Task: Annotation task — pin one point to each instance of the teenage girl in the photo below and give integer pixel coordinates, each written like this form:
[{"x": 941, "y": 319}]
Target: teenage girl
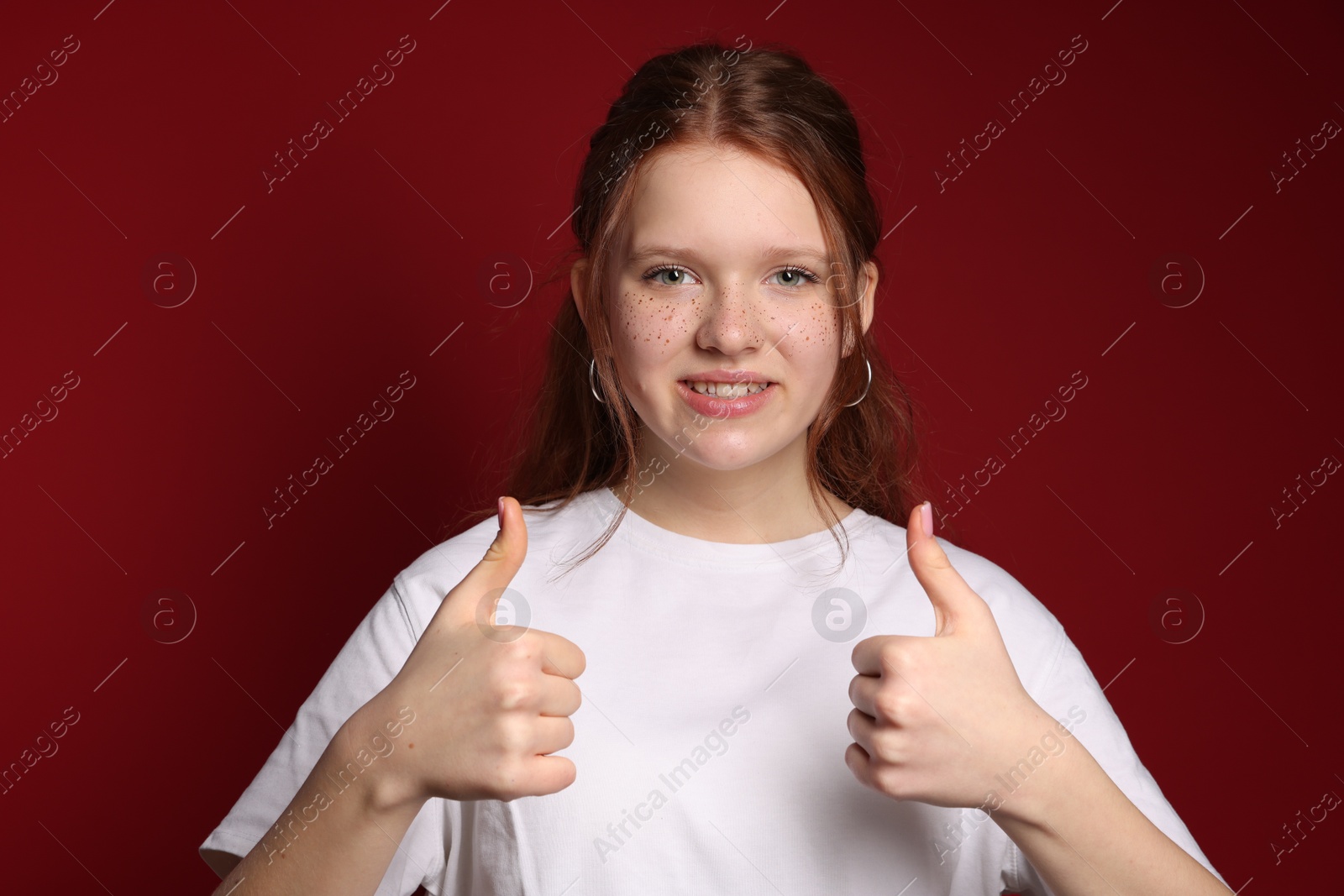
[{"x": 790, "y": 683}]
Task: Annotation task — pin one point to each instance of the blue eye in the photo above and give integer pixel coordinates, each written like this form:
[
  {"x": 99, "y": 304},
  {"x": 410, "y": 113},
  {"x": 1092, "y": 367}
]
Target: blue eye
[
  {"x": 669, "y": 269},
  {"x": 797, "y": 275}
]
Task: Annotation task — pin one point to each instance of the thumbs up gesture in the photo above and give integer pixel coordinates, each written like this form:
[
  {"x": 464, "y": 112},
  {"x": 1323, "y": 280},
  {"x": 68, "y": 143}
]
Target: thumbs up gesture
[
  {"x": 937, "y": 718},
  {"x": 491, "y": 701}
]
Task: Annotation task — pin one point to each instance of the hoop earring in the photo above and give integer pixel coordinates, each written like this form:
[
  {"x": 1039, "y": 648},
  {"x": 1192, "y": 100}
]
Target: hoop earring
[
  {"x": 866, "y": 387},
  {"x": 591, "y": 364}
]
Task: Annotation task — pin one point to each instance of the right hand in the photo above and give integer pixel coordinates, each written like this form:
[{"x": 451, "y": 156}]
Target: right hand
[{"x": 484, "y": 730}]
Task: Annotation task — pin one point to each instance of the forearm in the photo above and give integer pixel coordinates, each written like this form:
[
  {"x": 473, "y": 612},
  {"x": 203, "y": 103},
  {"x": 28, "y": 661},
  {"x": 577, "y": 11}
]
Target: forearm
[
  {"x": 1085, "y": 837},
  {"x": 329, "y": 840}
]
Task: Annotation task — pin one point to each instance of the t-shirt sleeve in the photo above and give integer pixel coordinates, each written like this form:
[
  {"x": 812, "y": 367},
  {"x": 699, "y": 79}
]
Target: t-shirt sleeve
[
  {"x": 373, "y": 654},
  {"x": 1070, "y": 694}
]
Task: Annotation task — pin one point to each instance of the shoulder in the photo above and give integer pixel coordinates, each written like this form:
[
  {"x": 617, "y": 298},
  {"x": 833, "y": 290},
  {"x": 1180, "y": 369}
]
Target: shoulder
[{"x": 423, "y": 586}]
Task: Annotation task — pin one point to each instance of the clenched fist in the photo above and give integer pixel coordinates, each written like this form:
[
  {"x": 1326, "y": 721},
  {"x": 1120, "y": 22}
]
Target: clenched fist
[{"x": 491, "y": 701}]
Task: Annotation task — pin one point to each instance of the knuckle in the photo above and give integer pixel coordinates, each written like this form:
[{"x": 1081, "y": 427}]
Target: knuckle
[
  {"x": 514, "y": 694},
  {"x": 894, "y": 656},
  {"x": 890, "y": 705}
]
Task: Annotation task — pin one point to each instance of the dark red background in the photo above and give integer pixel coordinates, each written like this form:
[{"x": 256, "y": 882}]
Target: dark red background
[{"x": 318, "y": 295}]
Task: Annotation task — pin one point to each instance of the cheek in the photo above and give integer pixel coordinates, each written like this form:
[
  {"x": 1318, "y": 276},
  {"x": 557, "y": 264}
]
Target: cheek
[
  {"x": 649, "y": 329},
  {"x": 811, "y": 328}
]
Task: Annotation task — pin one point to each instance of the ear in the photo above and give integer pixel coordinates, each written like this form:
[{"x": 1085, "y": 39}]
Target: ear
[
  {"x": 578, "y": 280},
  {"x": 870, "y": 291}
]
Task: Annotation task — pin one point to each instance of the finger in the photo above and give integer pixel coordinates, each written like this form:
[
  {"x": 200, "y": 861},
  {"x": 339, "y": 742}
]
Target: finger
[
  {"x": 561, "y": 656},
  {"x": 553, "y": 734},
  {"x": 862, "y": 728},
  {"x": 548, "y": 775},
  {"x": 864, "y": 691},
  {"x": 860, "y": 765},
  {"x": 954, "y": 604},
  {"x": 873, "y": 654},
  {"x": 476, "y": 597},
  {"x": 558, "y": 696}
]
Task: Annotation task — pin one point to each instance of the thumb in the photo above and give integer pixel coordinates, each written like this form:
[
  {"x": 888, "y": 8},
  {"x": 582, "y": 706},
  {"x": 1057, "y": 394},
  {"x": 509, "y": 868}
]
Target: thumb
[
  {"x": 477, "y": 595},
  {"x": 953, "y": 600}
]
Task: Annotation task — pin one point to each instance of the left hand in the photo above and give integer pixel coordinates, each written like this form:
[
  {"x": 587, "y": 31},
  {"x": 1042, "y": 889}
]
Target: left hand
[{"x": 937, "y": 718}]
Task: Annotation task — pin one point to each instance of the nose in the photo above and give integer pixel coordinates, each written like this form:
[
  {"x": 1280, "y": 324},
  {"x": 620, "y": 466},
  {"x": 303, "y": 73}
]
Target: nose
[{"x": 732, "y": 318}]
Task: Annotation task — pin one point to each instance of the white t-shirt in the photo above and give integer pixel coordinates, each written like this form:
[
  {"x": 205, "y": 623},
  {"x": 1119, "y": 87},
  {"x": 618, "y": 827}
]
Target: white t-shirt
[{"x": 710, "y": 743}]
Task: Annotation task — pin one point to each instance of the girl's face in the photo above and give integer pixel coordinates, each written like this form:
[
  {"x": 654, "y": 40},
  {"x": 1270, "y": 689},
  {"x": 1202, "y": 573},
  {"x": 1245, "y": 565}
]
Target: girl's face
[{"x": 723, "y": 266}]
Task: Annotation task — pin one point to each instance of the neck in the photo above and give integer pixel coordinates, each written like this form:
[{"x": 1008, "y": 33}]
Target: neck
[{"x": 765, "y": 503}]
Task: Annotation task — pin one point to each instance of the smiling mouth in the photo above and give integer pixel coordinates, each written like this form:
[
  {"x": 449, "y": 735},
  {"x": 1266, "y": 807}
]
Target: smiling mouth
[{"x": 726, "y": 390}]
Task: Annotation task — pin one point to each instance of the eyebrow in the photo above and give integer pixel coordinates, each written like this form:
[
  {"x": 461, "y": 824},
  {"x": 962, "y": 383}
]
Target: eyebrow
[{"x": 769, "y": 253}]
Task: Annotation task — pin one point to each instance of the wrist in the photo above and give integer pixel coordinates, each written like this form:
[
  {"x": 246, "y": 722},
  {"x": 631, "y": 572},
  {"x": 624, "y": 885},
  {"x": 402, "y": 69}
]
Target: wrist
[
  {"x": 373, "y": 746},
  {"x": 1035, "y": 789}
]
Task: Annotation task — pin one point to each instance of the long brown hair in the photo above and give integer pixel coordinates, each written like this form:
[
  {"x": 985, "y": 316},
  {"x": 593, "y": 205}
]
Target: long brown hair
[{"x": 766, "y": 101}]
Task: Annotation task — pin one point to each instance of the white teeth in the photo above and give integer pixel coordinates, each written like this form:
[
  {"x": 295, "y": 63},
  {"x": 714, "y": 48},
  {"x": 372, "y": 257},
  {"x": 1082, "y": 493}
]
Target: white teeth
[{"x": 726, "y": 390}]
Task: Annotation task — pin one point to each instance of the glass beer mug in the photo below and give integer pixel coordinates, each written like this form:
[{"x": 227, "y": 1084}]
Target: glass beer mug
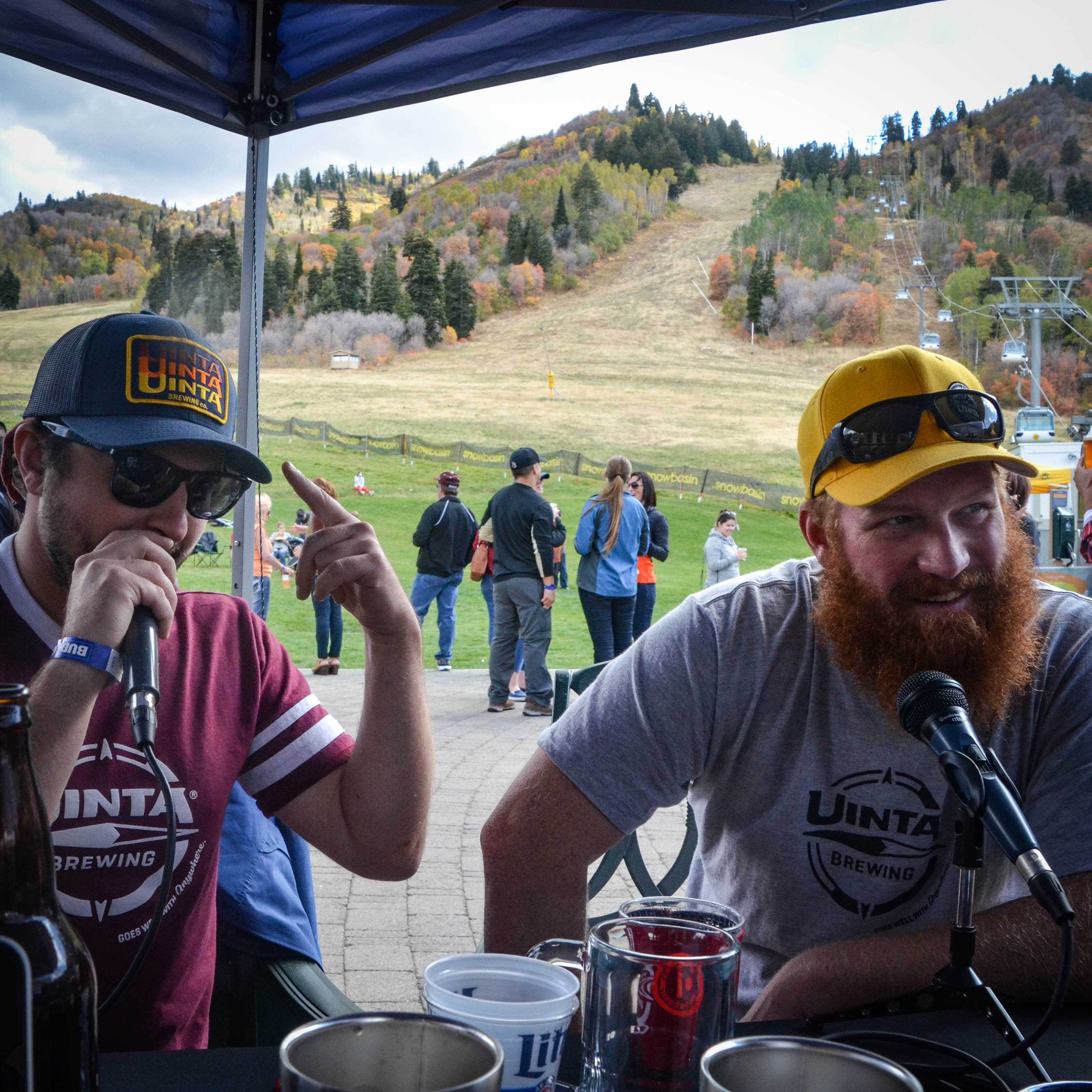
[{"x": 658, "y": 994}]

--

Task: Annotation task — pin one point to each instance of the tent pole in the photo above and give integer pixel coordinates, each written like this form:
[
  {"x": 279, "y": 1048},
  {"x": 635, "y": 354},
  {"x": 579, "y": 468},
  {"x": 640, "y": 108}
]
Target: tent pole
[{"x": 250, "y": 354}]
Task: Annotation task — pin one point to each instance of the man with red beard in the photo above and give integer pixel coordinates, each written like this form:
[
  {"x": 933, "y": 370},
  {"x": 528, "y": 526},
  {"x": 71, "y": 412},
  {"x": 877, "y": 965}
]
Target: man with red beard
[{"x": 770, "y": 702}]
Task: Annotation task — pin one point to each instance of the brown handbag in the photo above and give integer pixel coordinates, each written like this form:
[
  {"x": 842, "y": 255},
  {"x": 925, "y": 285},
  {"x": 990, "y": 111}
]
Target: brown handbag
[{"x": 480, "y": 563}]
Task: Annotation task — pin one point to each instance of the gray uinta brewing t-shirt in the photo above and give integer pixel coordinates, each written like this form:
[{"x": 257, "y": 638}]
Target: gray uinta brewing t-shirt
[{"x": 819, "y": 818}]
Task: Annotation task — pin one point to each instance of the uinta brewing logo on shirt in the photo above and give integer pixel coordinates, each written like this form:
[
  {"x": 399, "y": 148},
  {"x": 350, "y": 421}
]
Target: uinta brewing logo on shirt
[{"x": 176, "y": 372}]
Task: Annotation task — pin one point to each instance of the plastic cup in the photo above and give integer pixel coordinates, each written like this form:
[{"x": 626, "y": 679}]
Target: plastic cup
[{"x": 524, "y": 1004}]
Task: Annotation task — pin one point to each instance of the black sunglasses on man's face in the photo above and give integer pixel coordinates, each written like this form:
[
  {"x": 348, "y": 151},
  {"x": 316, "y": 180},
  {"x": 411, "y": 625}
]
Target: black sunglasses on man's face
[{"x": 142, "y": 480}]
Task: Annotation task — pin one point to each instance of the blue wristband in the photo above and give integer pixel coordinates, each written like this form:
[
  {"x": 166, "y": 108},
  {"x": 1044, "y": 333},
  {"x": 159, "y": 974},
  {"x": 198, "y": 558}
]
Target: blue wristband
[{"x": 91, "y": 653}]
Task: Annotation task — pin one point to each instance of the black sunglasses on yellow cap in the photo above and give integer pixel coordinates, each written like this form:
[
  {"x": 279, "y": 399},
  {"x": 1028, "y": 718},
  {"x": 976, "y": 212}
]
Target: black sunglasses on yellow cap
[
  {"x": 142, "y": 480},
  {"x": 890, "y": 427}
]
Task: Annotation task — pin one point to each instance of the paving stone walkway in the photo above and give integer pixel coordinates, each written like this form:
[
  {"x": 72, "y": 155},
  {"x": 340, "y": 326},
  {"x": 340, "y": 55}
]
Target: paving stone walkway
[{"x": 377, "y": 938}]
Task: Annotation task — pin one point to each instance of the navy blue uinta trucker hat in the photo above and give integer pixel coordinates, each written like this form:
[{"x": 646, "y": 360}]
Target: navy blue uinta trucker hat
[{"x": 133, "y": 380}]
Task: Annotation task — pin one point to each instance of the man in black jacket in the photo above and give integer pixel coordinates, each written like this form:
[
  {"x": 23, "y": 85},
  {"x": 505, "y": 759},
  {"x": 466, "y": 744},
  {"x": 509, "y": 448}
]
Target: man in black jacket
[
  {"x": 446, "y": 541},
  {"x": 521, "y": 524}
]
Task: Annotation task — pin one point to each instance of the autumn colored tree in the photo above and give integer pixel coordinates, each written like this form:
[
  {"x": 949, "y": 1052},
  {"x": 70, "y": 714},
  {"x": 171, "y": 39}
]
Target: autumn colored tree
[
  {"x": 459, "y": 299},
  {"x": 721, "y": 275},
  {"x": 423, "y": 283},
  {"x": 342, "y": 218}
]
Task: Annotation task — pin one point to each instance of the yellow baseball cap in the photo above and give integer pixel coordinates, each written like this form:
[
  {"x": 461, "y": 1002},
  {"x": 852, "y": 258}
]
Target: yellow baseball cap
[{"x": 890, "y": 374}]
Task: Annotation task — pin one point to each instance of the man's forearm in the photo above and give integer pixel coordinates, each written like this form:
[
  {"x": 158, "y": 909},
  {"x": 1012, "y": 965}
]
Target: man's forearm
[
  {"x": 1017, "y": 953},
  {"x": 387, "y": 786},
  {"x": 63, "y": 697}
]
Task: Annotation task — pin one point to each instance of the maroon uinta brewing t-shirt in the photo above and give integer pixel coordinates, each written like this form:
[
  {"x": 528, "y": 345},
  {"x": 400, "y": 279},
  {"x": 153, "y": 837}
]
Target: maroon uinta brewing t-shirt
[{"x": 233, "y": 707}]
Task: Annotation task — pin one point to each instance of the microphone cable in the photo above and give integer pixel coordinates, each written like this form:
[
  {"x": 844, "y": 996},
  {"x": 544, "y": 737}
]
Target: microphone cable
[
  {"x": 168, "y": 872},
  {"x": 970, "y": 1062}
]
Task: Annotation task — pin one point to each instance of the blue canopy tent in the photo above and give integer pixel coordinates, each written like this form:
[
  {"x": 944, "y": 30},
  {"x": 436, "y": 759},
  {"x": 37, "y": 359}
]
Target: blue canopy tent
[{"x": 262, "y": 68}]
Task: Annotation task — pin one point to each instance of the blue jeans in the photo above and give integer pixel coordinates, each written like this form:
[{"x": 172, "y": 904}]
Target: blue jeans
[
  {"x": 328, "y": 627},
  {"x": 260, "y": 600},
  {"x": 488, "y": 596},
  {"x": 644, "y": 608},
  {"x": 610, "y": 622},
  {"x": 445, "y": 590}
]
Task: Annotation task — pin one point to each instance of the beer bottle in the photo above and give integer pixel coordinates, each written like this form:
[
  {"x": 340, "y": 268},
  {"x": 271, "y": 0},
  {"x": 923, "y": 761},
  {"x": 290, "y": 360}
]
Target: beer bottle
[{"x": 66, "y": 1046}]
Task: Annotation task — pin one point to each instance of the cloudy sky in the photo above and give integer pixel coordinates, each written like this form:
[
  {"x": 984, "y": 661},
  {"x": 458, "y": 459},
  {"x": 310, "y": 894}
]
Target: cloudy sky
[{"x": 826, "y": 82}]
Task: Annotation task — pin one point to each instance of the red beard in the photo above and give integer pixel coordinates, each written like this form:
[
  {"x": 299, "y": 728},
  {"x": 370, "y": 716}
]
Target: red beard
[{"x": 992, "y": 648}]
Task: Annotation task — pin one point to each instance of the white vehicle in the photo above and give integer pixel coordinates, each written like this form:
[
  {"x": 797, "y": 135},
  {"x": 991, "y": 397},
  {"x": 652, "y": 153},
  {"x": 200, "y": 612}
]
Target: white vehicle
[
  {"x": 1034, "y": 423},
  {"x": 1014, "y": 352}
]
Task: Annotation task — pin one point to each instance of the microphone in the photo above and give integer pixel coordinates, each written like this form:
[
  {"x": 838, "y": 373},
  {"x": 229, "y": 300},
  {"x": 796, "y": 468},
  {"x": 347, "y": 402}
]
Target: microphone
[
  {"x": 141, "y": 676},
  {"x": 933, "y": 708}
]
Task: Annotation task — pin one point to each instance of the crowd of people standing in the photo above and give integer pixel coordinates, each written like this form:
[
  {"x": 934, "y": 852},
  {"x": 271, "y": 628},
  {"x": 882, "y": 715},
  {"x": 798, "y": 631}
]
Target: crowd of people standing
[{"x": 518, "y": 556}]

...

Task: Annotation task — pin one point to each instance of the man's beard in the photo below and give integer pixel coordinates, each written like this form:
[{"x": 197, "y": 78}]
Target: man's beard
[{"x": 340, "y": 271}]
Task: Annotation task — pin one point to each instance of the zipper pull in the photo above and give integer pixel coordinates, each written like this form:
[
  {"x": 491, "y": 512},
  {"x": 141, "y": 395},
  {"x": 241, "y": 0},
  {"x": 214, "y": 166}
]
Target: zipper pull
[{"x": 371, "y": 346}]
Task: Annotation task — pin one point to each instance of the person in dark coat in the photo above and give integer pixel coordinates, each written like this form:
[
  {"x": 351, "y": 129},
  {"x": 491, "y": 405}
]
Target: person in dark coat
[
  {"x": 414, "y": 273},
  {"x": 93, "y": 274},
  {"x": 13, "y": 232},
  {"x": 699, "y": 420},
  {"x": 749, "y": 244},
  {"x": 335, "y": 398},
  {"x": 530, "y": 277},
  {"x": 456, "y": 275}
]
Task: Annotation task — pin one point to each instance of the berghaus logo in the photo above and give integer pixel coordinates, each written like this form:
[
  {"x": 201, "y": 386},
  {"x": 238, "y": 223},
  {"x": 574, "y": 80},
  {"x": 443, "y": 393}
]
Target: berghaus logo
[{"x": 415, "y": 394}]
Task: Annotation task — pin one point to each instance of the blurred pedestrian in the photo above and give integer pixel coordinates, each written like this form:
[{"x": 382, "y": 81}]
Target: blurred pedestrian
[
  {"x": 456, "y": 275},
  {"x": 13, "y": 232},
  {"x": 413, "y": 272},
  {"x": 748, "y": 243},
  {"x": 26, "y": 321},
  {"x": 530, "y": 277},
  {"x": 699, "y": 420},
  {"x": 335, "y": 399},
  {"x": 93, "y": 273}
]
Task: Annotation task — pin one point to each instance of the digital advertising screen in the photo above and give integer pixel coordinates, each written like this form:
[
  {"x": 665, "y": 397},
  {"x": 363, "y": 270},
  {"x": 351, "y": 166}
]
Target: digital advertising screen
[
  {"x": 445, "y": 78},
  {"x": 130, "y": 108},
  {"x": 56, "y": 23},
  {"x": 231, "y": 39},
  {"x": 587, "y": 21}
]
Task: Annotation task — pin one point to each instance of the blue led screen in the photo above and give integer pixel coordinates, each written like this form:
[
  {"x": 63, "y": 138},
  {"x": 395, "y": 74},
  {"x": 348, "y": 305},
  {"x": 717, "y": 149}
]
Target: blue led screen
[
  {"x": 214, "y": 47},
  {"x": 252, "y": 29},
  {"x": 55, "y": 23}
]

:: Directions for this task ::
Count the lines in the rows above that contain the string "logo", treating uppercase and lowercase as different. Reply with only the number.

:: Reply to the task ::
4